**Task inputs**
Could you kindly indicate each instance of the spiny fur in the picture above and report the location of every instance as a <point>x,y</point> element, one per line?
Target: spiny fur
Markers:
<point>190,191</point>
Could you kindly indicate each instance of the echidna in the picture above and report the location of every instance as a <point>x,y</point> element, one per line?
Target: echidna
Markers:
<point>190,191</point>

**Task statement**
Rewrite all the rows above, substituting "porcupine" for every occurrence of "echidna" and leaving everything else unchanged.

**Worked solution**
Could you kindly indicate each instance of the spiny fur in the picture above and report the location of every instance as a <point>x,y</point> element, one per line?
Target: spiny fur
Markers:
<point>190,191</point>
Could you kindly indicate each instance of the porcupine in the picture above and report the location of every instance as a <point>x,y</point> element, one per line?
Target: porcupine
Markers:
<point>190,191</point>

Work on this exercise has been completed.